• [Excerpted text]:
Given a file of InChI strings the -t option runs a test checking that at least one of the hits is a subclass of the test class item.

$ python3 classify.py -t test/sesterterpenoids.txt -d ./ 
reading biosyn data
reading class pattern data
reading superclass data
classifying testfile test/sesterterpenoids.txt
test class: Q107363222
1 OK
2 OK
3 OK
4 OK
5 OK
6 OK
7 OK
8 OK
9 FAIL: InChI=1S/C25H44/c1-9-21(6)13-11-17-25(8,16-10-12-19(2)3)24-18-22(7)14-15-23(24)20(4)5/h9,18-19,21,23-24H,1,4,10-17H2,2-3,5-8H3
...

datasets

The difference between the biosyn and the class-pattern datasets is that the former contains classes AND compounds that have associated GO processes in Wikidata (possibly lacking any pattern), while the latter contains all classes (no compounds) that have associated patterns (SMILES, SMARTS or InChI).

The design of datasets will be subject to change in future versions.

Using the -q option with the dataset scripts depends on a working wikibase-cli installation to attempt an update of the respective database, directly from Wikidata. This is not necessary if you frequently git pull this repo, as any Wikidata changes will be reflected by repo updates.

biosyn-class-stats

Output stats of biosyn-classes dataset.

$ python3 biosyn-class-stats.py 
#items: 1167
#InChI keys: 635
#InChI1 keys: 242
#smarts: 42
#smiles: 694
# w/o pattern: 436

class-pattern

Output stats of class-pattern dataset.

• [Tasks and exercises]:
[1] According to the classifier documentation, which option makes the dataset scripts try to update their database directly from Wikidata?
[2] Write the next part of the classifier documentation, starting after its final line.
The material after this comes from an unrelated source.

• [Collected data]:

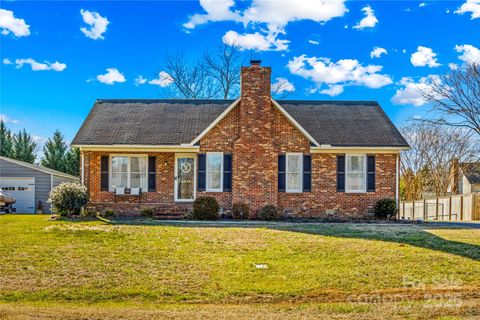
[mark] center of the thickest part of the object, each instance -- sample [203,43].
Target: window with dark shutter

• [Responses by task]:
[1] The -q option.

[2]
$ python3 class-pattern.py 
#items: 113788
#InChI keys: 112432
#InChI1 keys: 81120
#smarts: 374
#smiles: 1024
#wildcard smiles: 979

Yes, Wikidata has >110k compound classes, most of which (>81k) are compounds with unspecified stereochemistry, i.e. they are groups of stereoisomers.

Contribute

Most errors or inconsistencies are due to data, so please contribute to Wikidata. More involved and pressing is to add patterns to the items of the biosyn dataset, or even add missing classes to expand Wikidata's class ontology.

If you want to tackle a specific superclass we recommend usage of wdtaxonomy to get an overview of the Wikidata situation.

Of course, any comment or PR is highly appreciated.

TODO

  • do we use compound SMILES from biosyn items (e.g. Q27104306)?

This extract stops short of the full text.